*Enunciado*. No texto sobre o Alzheimer, substitua "casa de repouso" por "clínica de repouso" e reescreva o trecho de "Embora Letícia faça" até "dona de casa.".

*Texto do exercício*.
O problema de Francisco veio à tona logo depois de um acidente, há quatro anos. Como trabalhava em construções, decidiu reformar a garagem de casa. Ergueu um andaime, mas em determinado momento a madeira rompeu e o idoso caiu de cabeça. “Quando ele acordou, já não era mais o mesmo. Não sabia onde estava, quem era”, conta a neta Letícia Rodrigues, 21. Além das sequelas neurológicas imediatas causadas pela contusão, foi detectada a doença de Alzheimer, que já se fazia presente. Foi quando Letícia passou a morar com os avós, em Ribeirão Pires, para ajudar com os cuidados. “Antes meu avô era extrovertido, batia perna por toda São Paulo. Hoje em dia ele está quieto, quer ir embora para a casa dele mesmo já estando aqui, e passa grande parte do tempo dormindo ou comendo”, conta a estudante. “Sinto saudades de conversar com ele. Sempre fomos muito próximos. Saber que ele jamais vai ser a pessoa que ele era há quatro anos parte o meu coração de um jeito que nem sei explicar”, acrescenta.

Embora Letícia faça o possível para dar atenção ao avô, reconhece que a situação sobrecarrega a avó – e se preocupa, justamente por esta também ser idosa. Margarida cuida com carinho do marido, mas isso não a impede de sentir-se cansada e sem espaço para pensar na própria vida. “Me falaram sobre uma casa de repouso da cidade, onde eu poderia deixá-lo durante o dia e buscá-lo à noite, mas meus filho não quis. Ele acha que tenho obrigação de cuidar o tempo todo”, conta a dona de casa.

Esse confinamento é realidade presente na vida de muitos que convivem com portadores do Alzheimer. A doença foi descoberta em Pedro Ribeiro, de Mauá, quando, aos 82 anos, acordou e já não reconhecia mais a família ou conseguia andar. “Depois que tivemos o diagnóstico é que pensamos: ‘Nossa, aqueles comportamentos e esquecimentos já eram do Alzheimer’. Na época, achávamos que era apenas da idade” conta a filha Elian Ribeiro, 47, que mora na mesma casa que os pais e diariamente presta cuidados. Entretanto, assim como no caso de Margarida, quem mais passa tempo com Ribeiro é a mulher, também idosa – de quem a saúde, atualmente, é a que mais preocupa Elian. “Minha mãe ficou pior. Ela já tomava remédio para depressão, não tem nenhuma paciência com meu pai e, para completar, está com problemas no coração”, explica.

(Dados de expressões referenciais)

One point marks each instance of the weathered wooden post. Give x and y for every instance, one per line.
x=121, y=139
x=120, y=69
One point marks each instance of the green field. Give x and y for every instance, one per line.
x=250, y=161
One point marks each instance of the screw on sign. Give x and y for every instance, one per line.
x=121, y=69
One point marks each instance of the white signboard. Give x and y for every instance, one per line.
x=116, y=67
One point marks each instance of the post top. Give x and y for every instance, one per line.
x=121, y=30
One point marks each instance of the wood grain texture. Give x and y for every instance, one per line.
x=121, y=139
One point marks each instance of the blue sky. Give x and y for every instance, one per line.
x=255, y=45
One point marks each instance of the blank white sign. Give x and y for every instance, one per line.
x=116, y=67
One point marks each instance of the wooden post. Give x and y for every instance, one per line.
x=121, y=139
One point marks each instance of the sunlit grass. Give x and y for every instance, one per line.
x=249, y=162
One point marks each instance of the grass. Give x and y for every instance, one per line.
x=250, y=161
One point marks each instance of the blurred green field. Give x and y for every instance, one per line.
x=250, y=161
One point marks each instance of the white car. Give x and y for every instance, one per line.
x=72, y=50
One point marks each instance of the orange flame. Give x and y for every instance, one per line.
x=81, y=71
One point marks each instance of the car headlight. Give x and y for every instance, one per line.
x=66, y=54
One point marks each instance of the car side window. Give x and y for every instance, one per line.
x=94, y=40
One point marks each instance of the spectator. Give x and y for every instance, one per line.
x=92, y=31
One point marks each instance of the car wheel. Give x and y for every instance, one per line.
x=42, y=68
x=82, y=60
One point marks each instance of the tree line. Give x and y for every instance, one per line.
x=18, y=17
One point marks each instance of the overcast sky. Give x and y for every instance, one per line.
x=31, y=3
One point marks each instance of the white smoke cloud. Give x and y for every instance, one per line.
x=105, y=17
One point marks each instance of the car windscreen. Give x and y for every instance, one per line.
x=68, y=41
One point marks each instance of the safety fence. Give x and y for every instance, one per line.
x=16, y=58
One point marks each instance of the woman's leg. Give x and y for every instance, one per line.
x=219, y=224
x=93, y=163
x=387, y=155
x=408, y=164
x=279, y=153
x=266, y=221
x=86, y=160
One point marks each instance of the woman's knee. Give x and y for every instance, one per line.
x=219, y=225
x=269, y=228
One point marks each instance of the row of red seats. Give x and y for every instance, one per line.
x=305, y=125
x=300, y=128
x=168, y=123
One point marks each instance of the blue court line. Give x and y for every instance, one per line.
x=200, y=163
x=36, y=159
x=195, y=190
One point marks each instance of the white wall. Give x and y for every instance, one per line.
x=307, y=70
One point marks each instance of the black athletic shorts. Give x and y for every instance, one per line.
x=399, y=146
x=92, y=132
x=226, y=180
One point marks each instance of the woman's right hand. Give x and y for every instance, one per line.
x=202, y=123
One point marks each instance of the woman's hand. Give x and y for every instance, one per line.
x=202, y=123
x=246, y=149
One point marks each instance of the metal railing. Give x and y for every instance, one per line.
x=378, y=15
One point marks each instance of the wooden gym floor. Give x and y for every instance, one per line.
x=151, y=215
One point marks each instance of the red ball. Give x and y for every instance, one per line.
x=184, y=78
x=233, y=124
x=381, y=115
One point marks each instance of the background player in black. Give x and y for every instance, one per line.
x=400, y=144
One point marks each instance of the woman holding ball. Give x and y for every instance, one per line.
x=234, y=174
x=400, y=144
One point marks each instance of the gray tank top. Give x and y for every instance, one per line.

*Sua resposta*.
Embora Letícia faça o possível para dar atenção ao avô, reconhece que a situação sobrecarrega a avó – e se preocupa, justamente por esta também ser idosa. Margarida cuida com carinho do marido, mas isso não a impede de sentir-se cansada e sem espaço para pensar na própria vida. “Me falaram sobre uma clínica de repouso da cidade, onde eu poderia deixá-lo durante o dia e buscá-lo à noite, mas meus filho não quis. Ele acha que tenho obrigação de cuidar o tempo todo”, conta a dona de casa.